# Exercise details
Reproduce the passage on creating partitioned tables below in full, with no changes to its wording.

# Passage given
Creating Partitioned Tables

You use partition functions and partition schemes to create a table that has the ability to grow beyond the default single partition. These objects are what allow you to divide the data into specific segments and control where those data segments are located in your storage design. You can, for example, spread data out over multiple drive arrays based on the age of the data or using other common differentiators. Note that a table can be partitioned based on one column of the table and each partition must contain data that cannot be placed into the other partitions.

Partition Functions When partitioning a table, the first decision is how you want to divide the data into different segments. A partition function is used to map the individual rows of data into the different partitions. Those individual rows of data can be mapped by any type of column except for text, ntext, image, xml, timestamp, varchar(max), nvarchar(max), varbinary(max), alias data types, or common language runtime (CLR) user-defined data types. However, the partitioning function must be able to place a row of data into only one table partition-it cannot allow a row of data to belong in multiple partitions at the same time.

In order to partition a table, you must create the partitioning column in the targeted table. This partitioning column can exist in the table schema when the table is first created or you can alter the table and add the column at a later date. The column can accept NULL values but all rows containing NULL values will by default be placed in the left-most partition of the table. You can avoid this by specifying that NULL values be placed in the right-most partition of the table when you create the partitioning function. The use of the left or right partition will be an important design decision as you modify your partitioning schema and add more partitions or delete existing partitions.

When creating a partitioning function, you can choose a LEFT or RIGHT partition function. The difference between LEFT and RIGHT partitions is where the boundary values will be placed in the partitioning scheme. LEFT partitions (which is the default) include the boundary value in the partition while RIGHT partitions place the boundary value in the next partition.

Excerpts from pointing data
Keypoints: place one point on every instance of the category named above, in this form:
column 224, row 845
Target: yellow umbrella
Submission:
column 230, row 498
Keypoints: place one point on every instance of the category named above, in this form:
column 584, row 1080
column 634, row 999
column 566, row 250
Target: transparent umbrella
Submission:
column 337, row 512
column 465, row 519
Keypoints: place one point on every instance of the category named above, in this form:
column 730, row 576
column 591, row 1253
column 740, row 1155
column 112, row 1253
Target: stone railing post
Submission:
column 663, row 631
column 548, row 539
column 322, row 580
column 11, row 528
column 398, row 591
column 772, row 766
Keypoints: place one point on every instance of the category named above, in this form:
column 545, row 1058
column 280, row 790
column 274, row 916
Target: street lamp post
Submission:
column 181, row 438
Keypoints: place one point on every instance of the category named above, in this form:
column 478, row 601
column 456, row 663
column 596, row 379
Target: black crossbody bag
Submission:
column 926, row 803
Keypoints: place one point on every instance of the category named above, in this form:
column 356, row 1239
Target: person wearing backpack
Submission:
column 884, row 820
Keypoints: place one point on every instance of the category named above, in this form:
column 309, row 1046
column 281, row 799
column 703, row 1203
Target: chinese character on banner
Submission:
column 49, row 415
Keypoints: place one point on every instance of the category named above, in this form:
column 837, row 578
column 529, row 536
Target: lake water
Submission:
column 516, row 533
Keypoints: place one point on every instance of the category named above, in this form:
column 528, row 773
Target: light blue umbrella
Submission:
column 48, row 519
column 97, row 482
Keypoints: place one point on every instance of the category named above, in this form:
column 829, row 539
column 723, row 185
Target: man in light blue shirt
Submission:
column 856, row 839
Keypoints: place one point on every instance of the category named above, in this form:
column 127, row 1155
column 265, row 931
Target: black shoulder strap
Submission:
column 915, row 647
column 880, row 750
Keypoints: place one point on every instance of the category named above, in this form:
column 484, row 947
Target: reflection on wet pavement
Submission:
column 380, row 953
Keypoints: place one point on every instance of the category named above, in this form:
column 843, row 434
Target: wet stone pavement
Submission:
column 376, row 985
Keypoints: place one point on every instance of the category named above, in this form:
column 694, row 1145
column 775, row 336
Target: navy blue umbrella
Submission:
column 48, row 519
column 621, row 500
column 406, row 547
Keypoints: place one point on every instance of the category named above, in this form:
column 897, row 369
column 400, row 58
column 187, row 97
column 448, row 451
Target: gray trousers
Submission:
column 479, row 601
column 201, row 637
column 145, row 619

# Answer to this exercise
Creating Partitioned Tables

You use partition functions and partition schemes to create a table that has the ability to grow beyond the default single partition. These objects are what allow you to divide the data into specific segments and control where those data segments are located in your storage design. You can, for example, spread data out over multiple drive arrays based on the age of the data or using other common differentiators. Note that a table can be partitioned based on one column of the table and each partition must contain data that cannot be placed into the other partitions.

Partition Functions When partitioning a table, the first decision is how you want to divide the data into different segments. A partition function is used to map the individual rows of data into the different partitions. Those individual rows of data can be mapped by any type of column except for text, ntext, image, xml, timestamp, varchar(max), nvarchar(max), varbinary(max), alias data types, or common language runtime (CLR) user-defined data types. However, the partitioning function must be able to place a row of data into only one table partition-it cannot allow a row of data to belong in multiple partitions at the same time.

In order to partition a table, you must create the partitioning column in the targeted table. This partitioning column can exist in the table schema when the table is first created or you can alter the table and add the column at a later date. The column can accept NULL values but all rows containing NULL values will by default be placed in the left-most partition of the table. You can avoid this by specifying that NULL values be placed in the right-most partition of the table when you create the partitioning function. The use of the left or right partition will be an important design decision as you modify your partitioning schema and add more partitions or delete existing partitions.

When creating a partitioning function, you can choose a LEFT or RIGHT partition function. The difference between LEFT and RIGHT partitions is where the boundary values will be placed in the partitioning scheme. LEFT partitions (which is the default) include the boundary value in the partition while RIGHT partitions place the boundary value in the next partition.